▶ **TESTO ORIGINALE**:
Venezia 71 - Nymphomaniac Volume I e II: Director's Cut, la recensione
Con Nymphomaniac, presentato in versione integrale al Festival di Venezia, Von Trier riflette e fa riflettere sulla colpa, sul perdono e sull'arte
E poi, c'è Lars von Trier. L'uomo che si è preso l'arrogante briga di stilare un manifesto, quel Dogma 95, talmente radicale da rinnegare tutti i dettami del buon cinema tradizionale, per poi distaccarsene sempre più nel corso degli anni, fino ad arrivare al film - o meglio, ai film - proiettati in laguna nei giorni scorsi. Se si dovesse rintracciare una costante del cinema di questo scontroso, cinico maestro, si potrebbe dire: porta sempre il risultato a casa. Che piaccia o meno, in contrapposizione agli italici esempi sopra elencati - non che questo sia un problema esclusivamente nostrano, chiariamo - il controverso Trier o Von Trier, come ha voluto ribattezzarsi in nome di uno snobismo provocatorio quanto ironico, ha sempre avuto ben chiaro significato e significante dei propri film. Chi lo definisce genio visionario si troverà a dover riflettere di fronte alla sua ultima, complessa opera: Nymphomaniac, divisa in due volumi e presentata per la prima volta in versione estesa al Festival di Venezia nei giorni scorsi. Già, perché il progetto in questione ha sicuramente una forte componente visionaria, ma ciò che lo distingue nettamente dai tanti deliri pseudo-artistici che ammorbano il cinema indipendente è la ferrea necessità e coerenza di ogni singolo passaggio narrativo, per quanto stravagante. Nulla è lasciato al caso, nulla è nozionismo fine a sé stesso; nulla, ancora, è masturbazione artistica dell'artista che parla da solo, invece che parlare agli altri. Lars von Trier dialoga col pubblico, lo coinvolge e lo stimola attraverso continue riflessioni, per bocca della sua protagonista, Joe (interpretata da un'eccelsa Charlotte Gainsbourg e, nei flashback giovanili, dalla rivelazione Stacy Martin) o del suo canuto, compassato interlocutore Seligman (un altrettanto pregevole Stellan Skarsgård).

▶ **MATERIALE FORNITO**:

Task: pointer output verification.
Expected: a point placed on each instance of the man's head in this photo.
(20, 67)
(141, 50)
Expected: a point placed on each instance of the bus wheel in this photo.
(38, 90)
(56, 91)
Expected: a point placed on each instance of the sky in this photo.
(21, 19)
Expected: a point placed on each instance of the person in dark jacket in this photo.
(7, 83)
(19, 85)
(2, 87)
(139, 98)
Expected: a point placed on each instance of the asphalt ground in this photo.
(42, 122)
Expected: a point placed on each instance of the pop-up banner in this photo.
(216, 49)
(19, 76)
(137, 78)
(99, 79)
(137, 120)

▶ **OBIETTIVI**:
A – Rispondi a queste domande sulla recensione di Nymphomaniac:
(i) Come si chiama il manifesto stilato da Lars von Trier?
(ii) In quale festival è stata presentata per la prima volta la versione estesa di Nymphomaniac?
(iii) Quale attore interpreta Seligman?
B – Prosegui la recensione di Nymphomaniac a partire dall'ultima frase riportata.

▶ **RISPOSTE FINALI**:
A –
(i) Dogma 95.
(ii) Al Festival di Venezia.
(iii) Stellan Skarsgård.

B –
Nymphomaniac è l'apoteosi dell'eclettismo formale, senza per questo risultare mai sconclusionato. È pregno di una grammatica libera e visivamente eccitante, che spazia dai filmati sgranati di YouTube fino a sequenze al limite della videoarte - cosa a cui Von Trier ci aveva già abituati con Antichrist e Melancholia. Il regista danese cita (Tarkovskij) e si cita (memorabile la scena del bimbo che si affaccia alla finestra, mentre Lascia ch'io pianga di Handel riporta alla mente il tragico prologo di Antichrist), stravolge la continuità - il personaggio principale cambia colore di occhi a seconda dell'età - ma si attiene, al contempo, a delle rigide regole che si è imposto egli stesso. Sussiste la divisione in capitoli - splendidi, evocativi, poetici - desunta dalle sue opere precedenti, a confezionare un'antologia di racconti di vita legati dal fil rouge di Joe.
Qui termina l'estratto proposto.